A giant of UK entertainment has passed on: Roy Hudd died Sunday. If you are not a UK denizen you have likely never heard of him, but although he was never an A List celebrity, he was every bit as big a star as many of those who become household names only to be forgotten a few years later.
Roy was best known as a comedian, but he was a lot more than that. He was a character actor, writer, author, historian, presenter, charity activist, and also a father by his first wife, Ann. His lengthy IMDb entry begins with 1960, but before that he worked on the stage and in radio. Indeed, it is radio for which he made his biggest mark, in particular with The News Huddlines which ran from 1975 to 2001. This was an up-to-the-minute revue that took a swipe at stories in the news and often the people behind them. I actually attended a recording of The News Huddlines, a special edition which included a walk-on by David Frost. I still have the ticket and a couple of pages of the script that I picked up on the way out.
Roy Hudd was born at Croydon on May 16, 1936. In his autobiography, a book whose title cannot be given here, he wrote fondly of attending Saturday morning pictures at the Croydon Hippodrome. This was closed in November 1956 and was later demolished. Although he spent many happy hours at the cinema, his boyhood was anything but a bundle of laughs. He grew up during the Second World War, and in 1943, his mother committed suicide, leaving him to be raised by his maternal grandmother, Alice Barham.
Roy did his National Service in the RAF, something he says he enjoyed. His first professional engagement was not as a comedian but a musician, in March 1957. Playing a banjo without a plectrum, which left the fingers on his right hand “blood-soaked sausages”, the group was paid £7 10s for a four hour performance at the Newmarket Jazz Club. They received just over £1 each. From there he went on to become a Butlin’s Redcoat.
In 1959, he began his own radio programme with the BBC, then a monopoly. Workers’ Playtime had actually started in 1941 and ended in 1964; it was produced by a man named Bill Gates!
During the 1960s, Roy made a string of TV appearances including his own shows, but for me one of his most endearing performances was as the morgue attendant in the 1968 horror classic The Blood Beast Terror, (pictured above). It was only a cameo performance, but the injection of humour was so typical of Roy.

Problems to solve |
1. Answer these questions from the tribute to Roy Hudd:
(a) During which years did The News Huddlines run?
(b) On what date was Roy Hudd born?
(c) At what venue did his first professional engagement take place?
2. Pick up the tribute to Roy Hudd after its final sentence and carry it on.

Records |
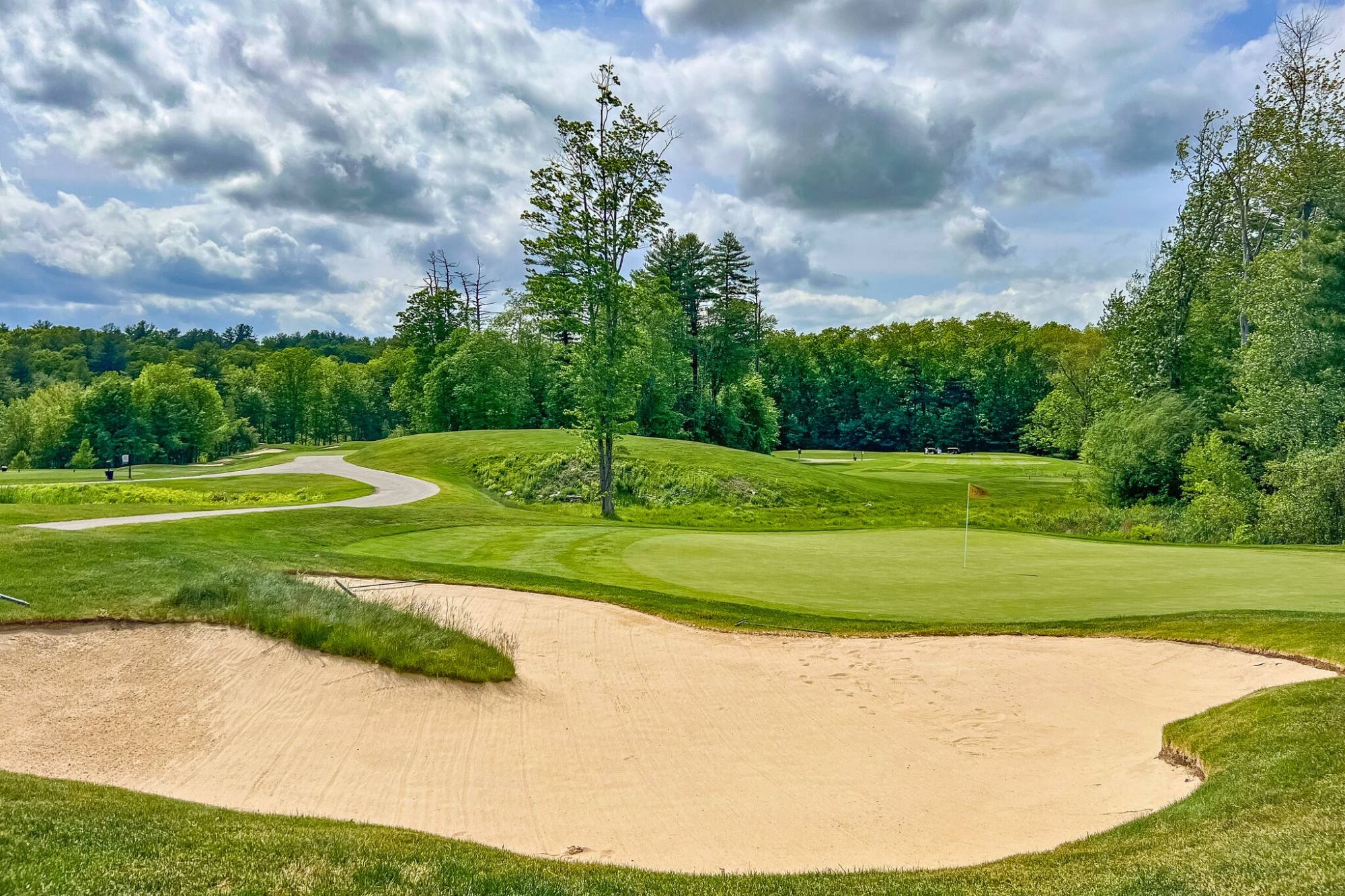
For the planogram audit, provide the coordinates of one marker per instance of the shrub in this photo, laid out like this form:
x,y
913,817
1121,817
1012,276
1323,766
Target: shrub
x,y
562,478
1215,516
1308,502
1137,450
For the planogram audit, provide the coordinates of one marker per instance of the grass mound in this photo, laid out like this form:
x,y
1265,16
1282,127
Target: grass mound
x,y
552,467
336,623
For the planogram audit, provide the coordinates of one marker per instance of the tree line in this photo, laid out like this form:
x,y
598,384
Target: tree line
x,y
1208,397
1213,392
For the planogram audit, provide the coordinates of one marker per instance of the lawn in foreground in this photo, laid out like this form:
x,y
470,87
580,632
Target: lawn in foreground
x,y
1266,822
899,573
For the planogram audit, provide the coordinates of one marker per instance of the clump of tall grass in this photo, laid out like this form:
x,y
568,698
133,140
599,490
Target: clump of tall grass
x,y
336,623
118,494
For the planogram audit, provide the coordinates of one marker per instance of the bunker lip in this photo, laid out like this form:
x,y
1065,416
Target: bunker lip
x,y
633,740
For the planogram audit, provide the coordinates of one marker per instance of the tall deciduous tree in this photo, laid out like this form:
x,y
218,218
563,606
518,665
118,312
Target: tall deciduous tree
x,y
592,205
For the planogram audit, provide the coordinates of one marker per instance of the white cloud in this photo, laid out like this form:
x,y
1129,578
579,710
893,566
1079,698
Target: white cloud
x,y
297,158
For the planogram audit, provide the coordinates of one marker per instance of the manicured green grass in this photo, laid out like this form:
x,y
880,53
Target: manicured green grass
x,y
263,456
46,502
1268,821
681,483
340,624
914,575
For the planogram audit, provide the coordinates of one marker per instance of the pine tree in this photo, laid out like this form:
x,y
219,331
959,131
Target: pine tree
x,y
685,260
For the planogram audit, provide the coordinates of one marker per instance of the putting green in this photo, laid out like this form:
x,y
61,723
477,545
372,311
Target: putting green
x,y
900,573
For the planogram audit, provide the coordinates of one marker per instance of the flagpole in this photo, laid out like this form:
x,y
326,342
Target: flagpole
x,y
966,529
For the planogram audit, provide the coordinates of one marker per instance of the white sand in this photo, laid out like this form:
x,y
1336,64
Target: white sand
x,y
636,740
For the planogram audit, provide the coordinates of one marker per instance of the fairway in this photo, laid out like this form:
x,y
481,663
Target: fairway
x,y
782,758
900,573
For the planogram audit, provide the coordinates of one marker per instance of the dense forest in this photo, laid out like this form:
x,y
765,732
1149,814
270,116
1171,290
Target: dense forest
x,y
1208,399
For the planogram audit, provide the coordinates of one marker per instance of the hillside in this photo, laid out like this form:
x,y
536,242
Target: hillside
x,y
672,482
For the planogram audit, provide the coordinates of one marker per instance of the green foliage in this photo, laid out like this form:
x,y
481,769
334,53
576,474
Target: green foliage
x,y
1215,517
84,456
182,413
1289,385
1222,493
748,417
478,382
1136,451
591,208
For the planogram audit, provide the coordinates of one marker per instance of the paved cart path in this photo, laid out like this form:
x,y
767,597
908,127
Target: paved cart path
x,y
389,490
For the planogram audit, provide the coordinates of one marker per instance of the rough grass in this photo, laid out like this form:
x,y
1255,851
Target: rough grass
x,y
1268,821
680,483
336,623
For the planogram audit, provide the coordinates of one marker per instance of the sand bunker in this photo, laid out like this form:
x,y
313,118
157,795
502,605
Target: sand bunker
x,y
627,739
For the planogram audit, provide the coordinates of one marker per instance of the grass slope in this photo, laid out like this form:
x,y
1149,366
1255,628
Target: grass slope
x,y
1268,821
46,502
914,575
681,483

Responses in order |
1.
(a) From 1975 to 2001.
(b) May 16, 1936.
(c) The Newmarket Jazz Club.

2.
In the 1970s, he appeared in a series of advertisements for Quick Brew tea, which didn’t win him an Oscar but did pay for a house in Henley-on-Thames.
Roy married his first wife, dance teacher Ann Lambert in May 1961, with whom he sired his only child. He named his son Max after Max Miller, the infamous Cheekie Chappie, whose humour was at times far more risqué than Roy’s. Max followed in his father’s footsteps after a fashion, although not as a performer.
After nearly a decade of marriage, Ann petitioned for divorce, but in February 1971, it was reported the couple had reconciled, something that was said to have delighted the judge at the London Divorce Court. Six years later, the two teamed up in a rather unorthodox fashion when he played the front half of a centaur and she the back half in a production of Jason And The Golden Fleece. However, the marriage did not last.
Roy met his second wife in 1980 while rehearsing for pantomime in Nottingham. She was a dancer, and Roy was unsurprisingly playing Simple Simon. Deborah Flitcroft was 22 years his junior, but they were eventually married, and she stayed with him until the end of his life.
In 1989, he underwent emergency surgery for torn retinas in both his eyes, something that would almost certainly have blinded him.
Roy won many awards during his long career including the OBE for services to entertainment in the 2004 New Year Honours List. He was working up until the very end, off and on screen. His last on screen appearance will be in a short film All The Things You Are which is due for release next year.
Roy Hudd, born Croydon, May 16, 1936; died, March 15, 2020.